→ **O QUE FAZER**
A. Por favor, reproduza fielmente o texto sobre a atividade militar russa no Ártico, começando nas palavras "- Eu sou o que" e parando logo depois de "norte da OTAN.".
B. Dê seguimento ao texto sobre a atividade militar russa no Ártico a partir da última frase apresentada.

→ **TRECHO DO TEXTO**
============================================================
De seu posto de comando incrustado bem fundo em uma montanha de quartzo e ardósia ao norte do círculo Ártico, o comandante do quartel general de operações militares de Bodo, na Noruega se sente voltando no tempo graças à atividade militar russa que lembra a briga entre o leste e o oeste durante a Guerra Fria.
- Eu sou o que você poderia chamar de guerreiro frio e experiente - diz o tenente-general Morten Haga Lunde, de 54 anos, falando de um complexo subterrâneo construído para resistir a uma explosão nuclear. Por isso, ele não está muito preocupado com o aumento da atividade militar russa ao longo do flanco norte da OTAN.
- É mais ou menos a mesma coisa de quando comecei - conta, já que iniciou sua carreira acompanhando o percurso de aviões de guerra soviéticos como navegador da força aérea da Noruega no começo dos anos 80.
Depois de um longo período que se seguiu ao colapso da União Soviética, em dezembro de 1991, quando Moscou deixou no chão seus bombardeiros estratégicos por falta de combustível, peças e vontade para afirmar poder, a nova Rússia assertiva do presidente Vladimir Putin "voltou ao comportamento normal", afirma.
No ano passado, a Noruega interceptou 74 aviões de guerra russos em sua costa, 27 por cento a mais do que 2014, o que levou os caças F-16 da base militar de Bodo a monitorá-los e fotografá-los. É muito menos do que as centenas de aviões soviéticos que a Noruega acompanhou em suas costas no auge da Guerra Fria. No entanto o total do ano passado foi um aumento drástico dos 11 aviões de guerra russos que a Noruega contabilizou 10 anos antes.
Na Noruega, um país que se orgulha de fomentar a paz - testemunhada em sua intermediação de pactos entre israelenses e palestinos e do fato de ser o país que entrega o Prêmio Nobel da Paz - o que Lunde chamou de "volta ao normal" veio como um choque. Fez aumentar os debates sobre os gastos militares e deixou claro quão rapidamente Putin acabaria com as certezas da era pós-Guerra Fria.
- A Rússia criou incertezas sobre suas intenções, então há uma imprevisibilidade - explica a ministra da Defesa norueguesa, Ine Eriksen Soreide, em uma entrevista em Oslo, acrescentando que as forças armadas estavam sendo reestruturadas para melhor lidar com os riscos, especialmente no Ártico.
Ninguém espera uma invasão russa. Até agora, seus aviões de guerra tomaram o cuidado de não entrar no espaço aéreo da Noruega, ao contrário das fronteiras dos países do Báltico, regularmente violadas.
A Rússia tem alimentado o alarmismo com linguagem beligerante, como o recente comentário do embaixador de Moscou que afirmou em Copenhagen que os navios de Guerra dinamarqueses "serão alvo das armas nucleares da Rússia", se o país contribuir com um radar para um sistema de defensa antimísseis planejado pela OTAN que ficará na Europa. O ministro do Exterior da Dinamarca, Martin Lidegaard, descartou a ameaça como "inaceitável".
============================================================
→ **REGISTROS**

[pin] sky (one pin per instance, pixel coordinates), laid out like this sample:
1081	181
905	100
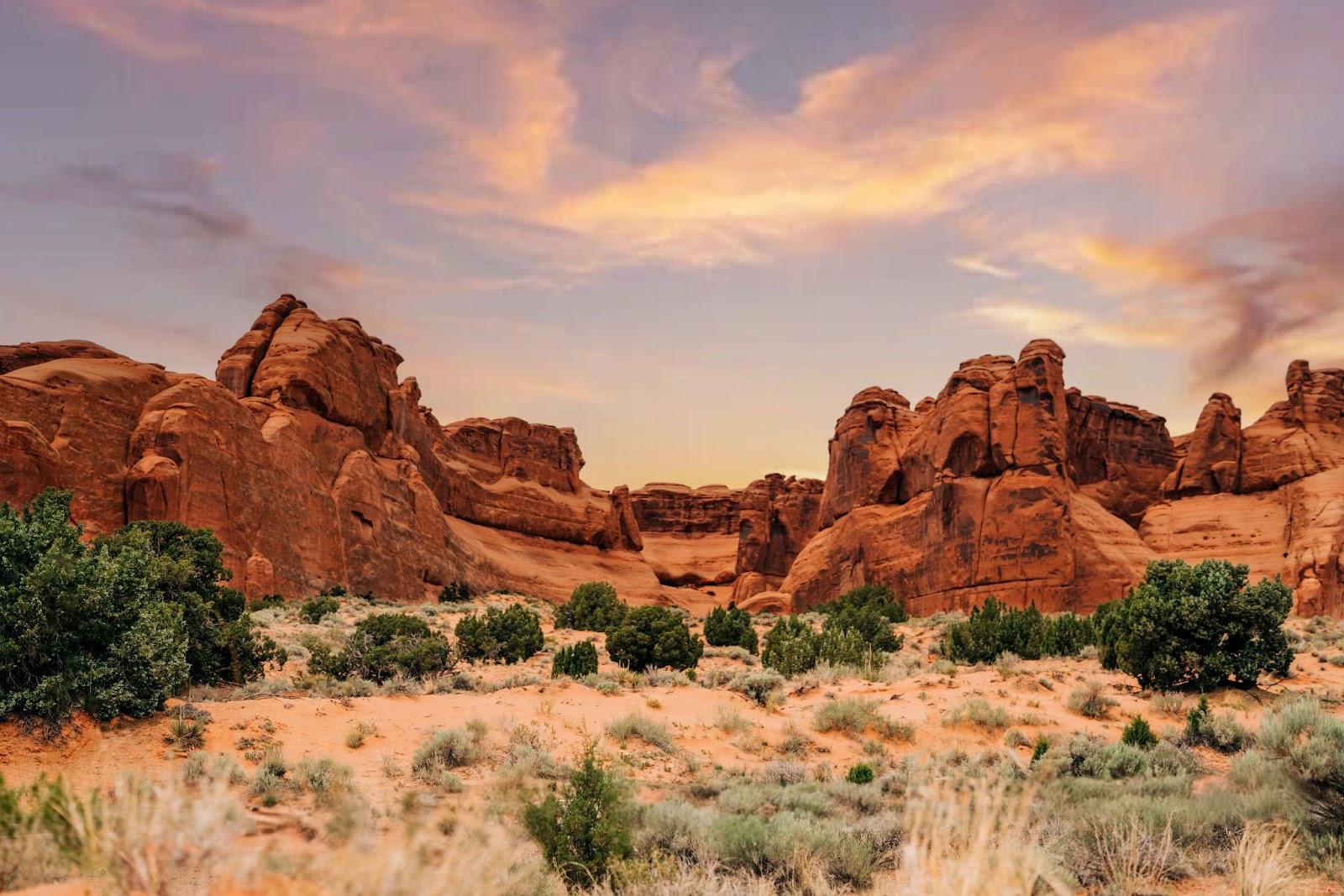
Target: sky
689	230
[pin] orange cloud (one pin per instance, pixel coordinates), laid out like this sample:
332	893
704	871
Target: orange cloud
1068	324
1238	293
898	136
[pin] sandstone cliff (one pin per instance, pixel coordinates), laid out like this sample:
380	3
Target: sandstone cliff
316	466
1270	495
976	492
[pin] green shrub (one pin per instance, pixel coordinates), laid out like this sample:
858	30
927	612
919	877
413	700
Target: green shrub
448	748
575	661
869	597
593	607
186	734
654	638
995	627
848	715
730	627
1308	739
759	687
383	647
647	730
454	593
843	647
501	636
1229	631
1139	734
318	609
1092	701
790	647
585	829
118	625
1221	732
859	774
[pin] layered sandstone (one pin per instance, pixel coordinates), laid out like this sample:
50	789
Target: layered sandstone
777	517
315	466
1119	454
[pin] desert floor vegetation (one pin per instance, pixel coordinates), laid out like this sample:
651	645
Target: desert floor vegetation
905	774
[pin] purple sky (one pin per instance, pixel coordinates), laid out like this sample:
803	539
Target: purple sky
690	230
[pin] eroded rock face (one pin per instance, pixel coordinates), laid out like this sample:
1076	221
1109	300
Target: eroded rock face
671	508
864	454
779	516
84	407
524	477
313	466
29	354
1270	495
1119	454
1213	454
981	499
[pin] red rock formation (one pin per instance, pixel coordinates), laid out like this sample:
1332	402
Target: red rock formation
1299	437
84	406
316	466
1213	453
779	516
313	466
519	476
29	354
1119	454
866	452
1270	495
665	506
984	503
689	535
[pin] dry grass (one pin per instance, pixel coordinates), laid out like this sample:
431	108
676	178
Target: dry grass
143	836
1265	862
483	859
1128	859
974	841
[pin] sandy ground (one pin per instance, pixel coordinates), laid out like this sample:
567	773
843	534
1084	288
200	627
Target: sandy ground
568	715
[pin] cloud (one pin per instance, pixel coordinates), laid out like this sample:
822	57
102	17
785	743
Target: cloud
978	265
174	197
898	136
1230	293
1250	284
1057	322
170	195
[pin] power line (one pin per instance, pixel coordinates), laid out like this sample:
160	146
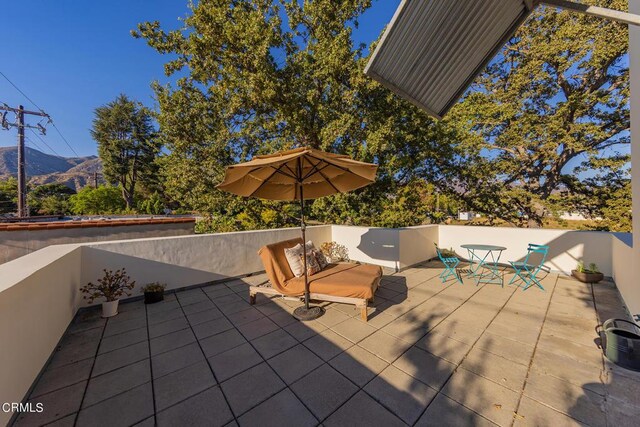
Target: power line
47	145
18	89
38	107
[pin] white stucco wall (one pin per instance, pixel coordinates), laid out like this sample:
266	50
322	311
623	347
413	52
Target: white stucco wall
38	299
189	260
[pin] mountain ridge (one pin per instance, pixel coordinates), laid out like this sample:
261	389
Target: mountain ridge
42	168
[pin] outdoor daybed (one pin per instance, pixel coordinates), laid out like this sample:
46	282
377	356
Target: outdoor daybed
347	283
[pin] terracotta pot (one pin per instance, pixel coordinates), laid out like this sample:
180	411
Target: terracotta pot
110	308
153	297
587	277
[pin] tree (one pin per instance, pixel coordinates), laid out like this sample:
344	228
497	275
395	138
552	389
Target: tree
267	75
97	201
127	144
8	196
556	94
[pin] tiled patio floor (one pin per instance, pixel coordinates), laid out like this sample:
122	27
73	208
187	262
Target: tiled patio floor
431	354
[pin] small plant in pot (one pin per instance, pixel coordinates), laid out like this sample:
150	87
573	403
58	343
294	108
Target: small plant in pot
112	286
153	292
589	274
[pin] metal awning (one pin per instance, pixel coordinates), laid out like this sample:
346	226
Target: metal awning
432	50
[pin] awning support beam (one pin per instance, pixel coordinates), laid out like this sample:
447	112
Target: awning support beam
601	12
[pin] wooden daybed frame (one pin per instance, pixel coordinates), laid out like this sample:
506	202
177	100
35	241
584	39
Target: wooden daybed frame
272	264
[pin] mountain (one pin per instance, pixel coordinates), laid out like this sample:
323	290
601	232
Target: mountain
42	168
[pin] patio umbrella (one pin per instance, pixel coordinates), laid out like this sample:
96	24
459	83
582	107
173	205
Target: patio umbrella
299	174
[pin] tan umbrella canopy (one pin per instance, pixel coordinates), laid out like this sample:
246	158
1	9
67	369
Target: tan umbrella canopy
290	174
298	174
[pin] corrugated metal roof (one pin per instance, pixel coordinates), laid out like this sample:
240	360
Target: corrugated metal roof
433	49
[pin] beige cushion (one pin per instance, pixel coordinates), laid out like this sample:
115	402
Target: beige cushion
294	258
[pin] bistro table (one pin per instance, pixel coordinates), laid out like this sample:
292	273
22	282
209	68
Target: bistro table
485	258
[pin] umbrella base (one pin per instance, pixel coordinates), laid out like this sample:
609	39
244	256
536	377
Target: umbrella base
============================================================
→ **RESULTADOS POR TAREFA**
A.
- Eu sou o que você poderia chamar de guerreiro frio e experiente - diz o tenente-general Morten Haga Lunde, de 54 anos, falando de um complexo subterrâneo construído para resistir a uma explosão nuclear. Por isso, ele não está muito preocupado com o aumento da atividade militar russa ao longo do flanco norte da OTAN.

B.
Essa demonstração de força da Rússia deve-se em parte simplesmente ao fato de que o país está gastando mais em suas forças armadas e reestabeleceu as habilidades perdidas durante o caos da era pós-soviética dos anos 90.
Quando Putin se tornou presidente pela primeira vez em 2000, a Rússia gastou 9,2 bilhões com as forças armadas, mas desde então esse valor subiu dez vezes e vai aumentar de novo este ano apesar de a economia estar em depressão, derrotada por um colapso no preço do petróleo e por sanções do Oeste.
- O sinal que estão mandando é que a situação nos anos 90 era uma exceção - afirma Lunde.
Jens Stoltenberg, ex-primeiro ministro da Noruega que se tornou secretário-geral da OTAN no final do ano passado, explica que a nova assertividade da Rússia não foi apenas um resultado do aumento dos investimentos e do renascimento da capacidade. Ele afirma que foi também "parte de um quadro mais amplo onde vemos que a Rússia está querendo usar a força", o que ficou claro na Geórgia em 2008 e, mais recentemente, na Ucrânia.
- É nessa imagem geral que vemos motivos para preocupações - avisa Stoltenberg.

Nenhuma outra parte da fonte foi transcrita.